Q: What failure scenarios should you handle with Redis Distributed Locking in Production?

Failure 1: Clock jump during Redlock acquisition. An NTP resync on one Redis node advances its clock by several seconds while a client is mid-acquisition. The TTL that was set on that node effectively expires sooner than expected from the client's perspective. If the client acquired a majority but the clock-jumped node's key expires before the others, a second client can acquire a quorum on the remaining nodes plus the now-expired node, resulting in two lock holders simultaneously. Failure 2: Redis replica failover race. In single-node Redis with replication: Client A acquires the lock on the master. The master crashes before replicating the SET to the replica. Redis Sentinel promotes the replica. The promoted master has no lock key. Client B acquires the lock.

Distributed locks look deceptively simple: set a key in Redis, do your work, delete the key. In practice, clock skew, GC pauses, network partitions, and Redis failover each create race conditions that can corrupt data or cause duplicate execution. This article examines the full stack of Redis locking techniques — from the atomic SET NX EX primitive, through fencing tokens, to the multi-node Redlock algorithm — with production failure scenarios and safe implementation patterns for each.

Md Sanwar Hossain March 19, 2026 19 min read System Design

Redis distributed locking in production systems

Introduction — When "Simple" Redis Locks Cause Production Disasters
SETNX: The Simplest Redis Lock and Its Dangers
The Fencing Token: Solving Expiry Race Conditions
Redlock: The Multi-Node Algorithm
Production Failure Scenarios
Better Alternatives for Strong Consistency Needs
Production-Safe Implementation Patterns
Trade-offs and When NOT to Use Redis Locks
Key Takeaways
Conclusion

1. Introduction — When "Simple" Redis Locks Cause Production Disasters

Distributed Locking Architecture | mdsanwarhossain.me — Distributed Locking Architecture — mdsanwarhossain.me

Distributed locks coordinate access to shared resources across multiple service instances — preventing double-processing of a payment, enforcing single-writer access to a configuration record, or ensuring a scheduled job runs on exactly one node. Redis, with its atomic operations and sub-millisecond latency, seems like the perfect substrate for implementing them.

Consider a production incident at a fintech company: their payment processing service used a Redis lock keyed on payment ID to enforce idempotency. The flow was: acquire lock, charge the card, record the transaction, release lock. The lock TTL was set to 30 seconds — enough margin for any realistic database transaction. Six months after launch, a PostgreSQL vacuum operation caused unexpected lock contention, stretching one transaction to 38 seconds. The Redis TTL expired at 30 seconds. A second service instance, polling for work, acquired the same lock. Both instances were now in the critical section simultaneously. The result: 847 customers were charged twice before the duplicate detection system caught the anomaly.

Distributed locking is hard because correctness requires assumptions that distributed systems routinely violate: clocks are not perfectly synchronized, processes pause arbitrarily (GC, OS scheduling, VM live migration), and networks partition at inconvenient moments. Understanding exactly where each Redis locking approach breaks down is the prerequisite for building systems that remain correct despite these failures.

• • • •

**Exercises:**
- 1) Summarize the Redis locking article in two sentences.
- 2) Transcribe the Redis locking article between "1. Introduction —" and "for implementing them.", inclusive.

**Data shown:**
• • • •

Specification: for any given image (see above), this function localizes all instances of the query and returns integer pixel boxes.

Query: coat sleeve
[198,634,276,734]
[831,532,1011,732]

• • • •

**Expected results:**
- 1) Redis distributed locks look simple, but clock skew, GC pauses, network partitions, and failover can cause corrupted data or duplicate execution, as when a clock jump or a replica promotion lets two clients hold the same lock. In one fintech incident, a transaction stretched to 38 seconds past a 30-second lock TTL, a second instance acquired the lock, and 847 customers were charged twice.

- 2)
1. Introduction — When "Simple" Redis Locks Cause Production Disasters

Distributed Locking Architecture | mdsanwarhossain.me — Distributed Locking Architecture — mdsanwarhossain.me

Distributed locks coordinate access to shared resources across multiple service instances — preventing double-processing of a payment, enforcing single-writer access to a configuration record, or ensuring a scheduled job runs on exactly one node. Redis, with its atomic operations and sub-millisecond latency, seems like the perfect substrate for implementing them.